◆ WHAT YOU NEED TO DO
1. Answer these questions using the guide to contributing to open source:
(a) What does the abbreviation PR stand for?
(b) What is the first git command the guide says you will use?
(c) Which option added to git checkout creates a new branch?
2. In the guide to contributing to open source, take the part beginning at the words "Let's go to" and ending after "copy on your local machine.". Write it out again with "local machine" swapped for "own computer".
3. Continue the beginner's guide to Git and open-source contribution from where it stops.

◆ TEXT TO READ
Beginners Guide to contribute to Open-Source

It is a beginner guide on how to move the first steps with only the basic Git commands you need, to contribute to open source and open your first pull request.

To be fair, you could technically open a Pull Request (or PR for short) without writing a single command in the terminal, hence without using git🎊. But I think, learning Git is the first step to starting your open-source journey. I would expect a decent developer to know Git as it's a powerful and widespread tool you're going to use every day.

Git Working Area

Before starting to contribute, you have to understand a basic concept that Git uses under the hood. When you work on your local machine, that area is considered the local directory or working directory. After completing your changes, you have to put your code into the staging area where you can check your code, and if it requires changes, you can move it back to the working area. After everything is complete and checked by you, move the code into the repository or HEAD which is the exact copy of the code present in the remote repository like GitHub.

GitHub - MuhammedBuyukkinaci/My-Git-Notes: Including My Git Notes

Your First Contribution:

Let's go to GitHub and fork any open-source repository by clicking on the fork button. As a result, GitHub will create an exact copy of that repository but on your account. The reason is that you might not have the write access to the original repo but for sure you have to write access in your local copy.

The next step is downloading that repository on your local machine. The first git command you are going to use: git clone.

git clone https://github.com/<your-username>/<respository-name>

As the name suggests this command downloads the code From the remote repository and creates a copy on your local machine.

Now that you clone the repo, you want to contribute to the repository. To contribute, you better be in a separate branch to avoid any conflicts. That's why we're going to introduce the next command which is git checkout. This command allows you to move between branches and if you add the option -b, it will create a new branch.

(Excerpts of pointing data)

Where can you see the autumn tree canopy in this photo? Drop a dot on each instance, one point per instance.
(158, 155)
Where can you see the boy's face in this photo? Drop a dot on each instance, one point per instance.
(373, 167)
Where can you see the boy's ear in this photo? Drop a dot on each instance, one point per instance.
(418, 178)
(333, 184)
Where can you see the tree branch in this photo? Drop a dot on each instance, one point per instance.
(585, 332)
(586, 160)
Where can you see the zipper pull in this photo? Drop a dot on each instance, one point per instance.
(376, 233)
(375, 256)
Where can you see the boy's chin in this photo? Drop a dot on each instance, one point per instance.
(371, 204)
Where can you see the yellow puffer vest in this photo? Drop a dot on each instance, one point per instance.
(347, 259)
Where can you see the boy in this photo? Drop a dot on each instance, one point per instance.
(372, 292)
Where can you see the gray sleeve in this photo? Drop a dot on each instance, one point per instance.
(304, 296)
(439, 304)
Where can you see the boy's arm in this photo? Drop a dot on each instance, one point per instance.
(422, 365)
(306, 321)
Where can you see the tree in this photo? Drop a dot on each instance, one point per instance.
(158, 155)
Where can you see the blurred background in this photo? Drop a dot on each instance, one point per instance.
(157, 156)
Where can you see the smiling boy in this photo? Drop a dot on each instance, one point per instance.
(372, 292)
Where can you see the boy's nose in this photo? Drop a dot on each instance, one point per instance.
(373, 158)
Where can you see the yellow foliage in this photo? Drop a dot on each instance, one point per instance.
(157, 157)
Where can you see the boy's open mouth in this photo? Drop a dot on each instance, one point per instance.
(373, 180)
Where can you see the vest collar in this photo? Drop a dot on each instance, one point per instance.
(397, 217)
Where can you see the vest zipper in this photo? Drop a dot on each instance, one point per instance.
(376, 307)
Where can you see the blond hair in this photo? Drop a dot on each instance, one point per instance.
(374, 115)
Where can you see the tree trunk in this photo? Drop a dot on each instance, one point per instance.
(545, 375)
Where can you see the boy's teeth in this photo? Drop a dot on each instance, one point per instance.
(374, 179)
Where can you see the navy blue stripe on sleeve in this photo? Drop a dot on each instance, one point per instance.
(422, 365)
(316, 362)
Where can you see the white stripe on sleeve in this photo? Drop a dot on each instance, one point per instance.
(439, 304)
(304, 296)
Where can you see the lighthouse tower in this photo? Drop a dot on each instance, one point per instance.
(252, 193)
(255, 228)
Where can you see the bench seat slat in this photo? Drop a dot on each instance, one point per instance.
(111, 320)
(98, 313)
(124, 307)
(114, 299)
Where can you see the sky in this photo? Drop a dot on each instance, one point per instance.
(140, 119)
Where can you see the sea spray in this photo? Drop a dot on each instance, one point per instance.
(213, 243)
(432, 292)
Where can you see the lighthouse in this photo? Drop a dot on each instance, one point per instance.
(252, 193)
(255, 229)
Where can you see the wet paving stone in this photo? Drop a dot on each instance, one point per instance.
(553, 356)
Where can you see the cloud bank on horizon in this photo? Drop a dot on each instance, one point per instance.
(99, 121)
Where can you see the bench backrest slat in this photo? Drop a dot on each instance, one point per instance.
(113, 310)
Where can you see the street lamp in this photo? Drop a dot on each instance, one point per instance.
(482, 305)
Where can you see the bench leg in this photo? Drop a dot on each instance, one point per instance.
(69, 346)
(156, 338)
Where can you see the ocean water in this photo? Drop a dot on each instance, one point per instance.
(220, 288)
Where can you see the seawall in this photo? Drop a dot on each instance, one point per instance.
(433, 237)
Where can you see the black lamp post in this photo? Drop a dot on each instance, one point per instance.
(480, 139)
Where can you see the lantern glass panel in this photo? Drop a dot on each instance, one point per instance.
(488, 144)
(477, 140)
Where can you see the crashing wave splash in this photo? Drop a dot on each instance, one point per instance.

◆ EXERCISE ANSWERS
1.
(a) Pull Request
(b) git clone
(c) -b

2.
Let's go to GitHub and fork any open-source repository by clicking on the fork button. As a result, GitHub will create an exact copy of that repository but on your account. The reason is that you might not have the write access to the original repo but for sure you have to write access in your local copy.

The next step is downloading that repository on your own computer. The first git command you are going to use: git clone.

git clone https://github.com/<your-username>/<respository-name>

As the name suggests this command downloads the code From the remote repository and creates a copy on your own computer.

3.
git checkout -b <branch-name>

Now that you have checkout into your new branch, make changes that you want to create or add to the repository. After implementing the changes, save all the files that you have edited and type the command git status to check the status of the files that you've edited.

git status

After that type git add . to add all the files which are modified to the staging area and type git commit -m "your-message" to commit the snapshot into the HEAD.

git add .
git commit -m "my first commit"

Committing a meaningful message is important as it helps the reviewer or maintainer of your PR know what have you done in it. Now that you have done with changes, take a pull from the upstream.

Upstream means the original repository that you forked initially. Generally, it is a good practice to take the pull from the upstream before making the pull request.

Before taking the pull from upstream, first, check whether the upstream is connected to your local repository. To check that, you can use the command:

git remote -v

If it shows then it is great or else you can add using the command: git remote add upstream https://github.com/<original user's name>/<repo name>.

Now you can take the pull from the upstream and push your branch into the repository that you've forked by typing the following commands:

git pull upstream main

git push origin <branch-name>

After that, visit your repository page and there a popup appears saying: open a pull request. Click on that, give some extra details of what you've done in your PR, and click the create pull request button.

Viola, you have successfully created your first pull request and now you have to wait for the maintainer to review and merge it.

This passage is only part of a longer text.